(Records from a data collection)
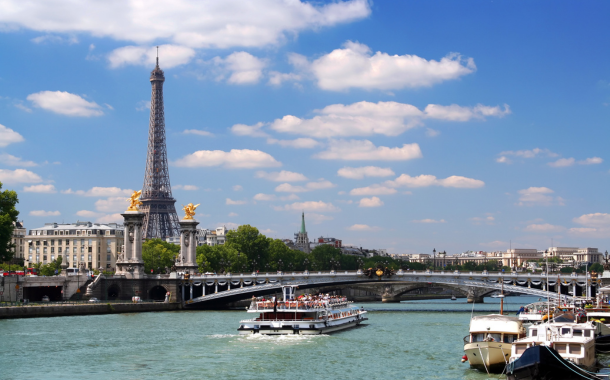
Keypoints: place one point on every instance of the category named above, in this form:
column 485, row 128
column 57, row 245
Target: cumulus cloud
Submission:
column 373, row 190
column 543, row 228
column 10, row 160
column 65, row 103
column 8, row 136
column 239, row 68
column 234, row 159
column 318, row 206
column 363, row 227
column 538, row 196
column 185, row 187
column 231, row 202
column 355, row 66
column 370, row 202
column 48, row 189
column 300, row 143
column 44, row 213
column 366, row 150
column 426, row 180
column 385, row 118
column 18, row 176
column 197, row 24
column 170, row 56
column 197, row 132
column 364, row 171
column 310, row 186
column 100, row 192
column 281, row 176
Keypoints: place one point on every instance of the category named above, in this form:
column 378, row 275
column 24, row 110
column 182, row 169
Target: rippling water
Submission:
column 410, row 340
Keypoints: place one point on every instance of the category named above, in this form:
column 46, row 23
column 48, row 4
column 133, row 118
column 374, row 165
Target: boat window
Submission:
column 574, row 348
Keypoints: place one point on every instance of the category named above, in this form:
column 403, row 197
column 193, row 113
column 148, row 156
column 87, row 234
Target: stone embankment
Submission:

* * *

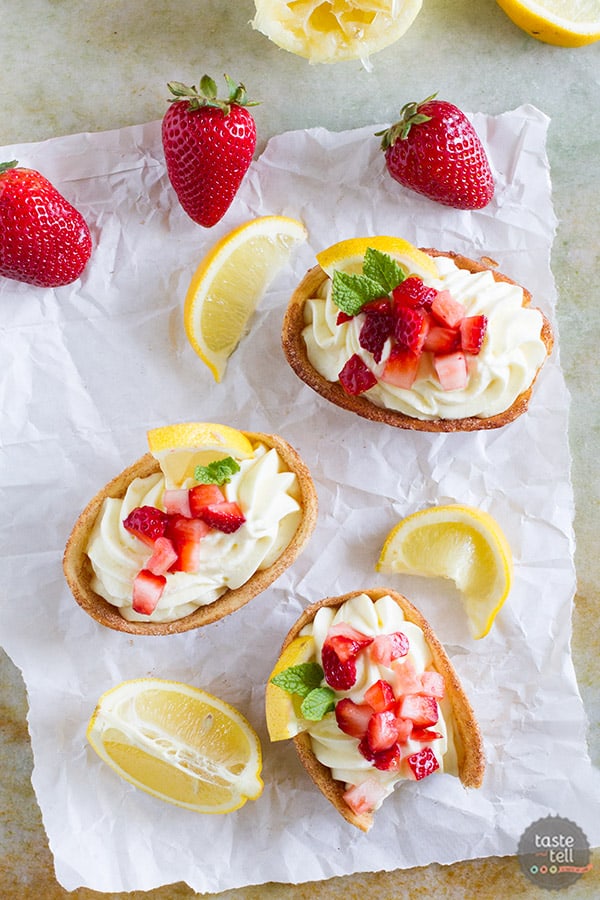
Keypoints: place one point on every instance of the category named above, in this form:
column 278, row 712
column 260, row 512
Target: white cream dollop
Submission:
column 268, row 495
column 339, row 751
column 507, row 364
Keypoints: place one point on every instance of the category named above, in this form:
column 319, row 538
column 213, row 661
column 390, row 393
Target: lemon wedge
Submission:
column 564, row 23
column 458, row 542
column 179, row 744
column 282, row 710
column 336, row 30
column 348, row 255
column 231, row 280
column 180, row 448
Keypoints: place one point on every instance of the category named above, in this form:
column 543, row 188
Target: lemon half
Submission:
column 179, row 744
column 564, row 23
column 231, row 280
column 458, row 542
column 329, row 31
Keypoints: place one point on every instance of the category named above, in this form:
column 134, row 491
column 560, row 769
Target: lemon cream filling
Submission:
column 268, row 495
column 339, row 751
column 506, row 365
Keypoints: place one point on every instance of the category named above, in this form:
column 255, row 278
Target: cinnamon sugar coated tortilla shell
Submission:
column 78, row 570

...

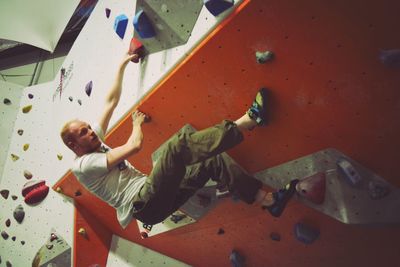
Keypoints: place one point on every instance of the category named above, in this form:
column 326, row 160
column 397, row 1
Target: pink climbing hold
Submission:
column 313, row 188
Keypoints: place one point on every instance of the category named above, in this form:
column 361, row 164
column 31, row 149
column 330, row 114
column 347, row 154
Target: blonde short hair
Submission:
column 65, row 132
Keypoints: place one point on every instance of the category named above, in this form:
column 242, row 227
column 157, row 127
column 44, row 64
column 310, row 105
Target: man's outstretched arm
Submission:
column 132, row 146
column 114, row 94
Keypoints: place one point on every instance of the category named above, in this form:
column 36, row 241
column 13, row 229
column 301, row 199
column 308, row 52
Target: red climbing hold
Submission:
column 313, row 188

[Your goal]: Pick out every line in the items above that contains the string "hold", and copy each one. Matching is case-sensitive.

[Reply]:
Target: pink climbing hold
Target: red climbing hold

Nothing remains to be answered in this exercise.